Provided material:
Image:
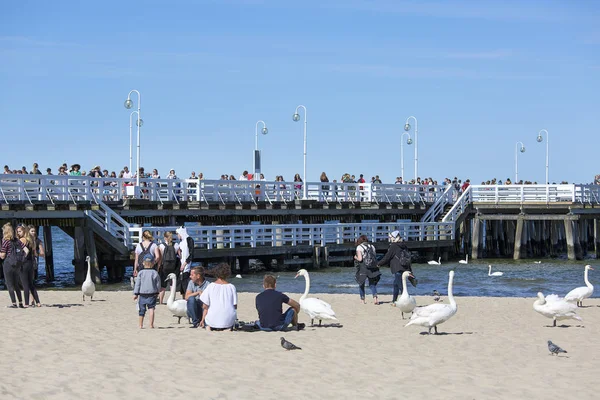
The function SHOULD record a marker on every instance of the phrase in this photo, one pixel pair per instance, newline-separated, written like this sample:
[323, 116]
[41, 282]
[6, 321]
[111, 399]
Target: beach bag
[169, 259]
[369, 257]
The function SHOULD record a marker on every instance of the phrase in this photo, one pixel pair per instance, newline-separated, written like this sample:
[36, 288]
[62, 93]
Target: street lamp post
[296, 118]
[540, 139]
[264, 131]
[408, 141]
[128, 104]
[407, 128]
[522, 150]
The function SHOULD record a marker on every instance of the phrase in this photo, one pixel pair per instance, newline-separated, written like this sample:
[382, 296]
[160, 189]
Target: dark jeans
[194, 309]
[372, 286]
[28, 283]
[11, 279]
[397, 285]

Task brief:
Write out every one of the lines above verbatim, leaving out the picture.

Written response:
Image:
The function SHOULD record a marker on every instance of the phrase in this photo, one pixel pair per instance, newline-separated, written like this sample:
[323, 116]
[41, 282]
[6, 321]
[111, 399]
Target: beach bag
[169, 259]
[369, 257]
The function SHOULD record a marker on every instance of the phrase in this photo, one pixel pair per instance, newline-separated, written like this sample:
[36, 288]
[62, 93]
Target: street lamp post
[296, 118]
[540, 139]
[264, 131]
[408, 141]
[128, 104]
[407, 128]
[522, 150]
The function SHOULD record a marker on every instance of the phrase in this photo, one pixel pair per instance, newline-separated, written like this sample:
[382, 296]
[160, 189]
Target: dark jeans
[194, 309]
[372, 286]
[28, 283]
[11, 279]
[397, 285]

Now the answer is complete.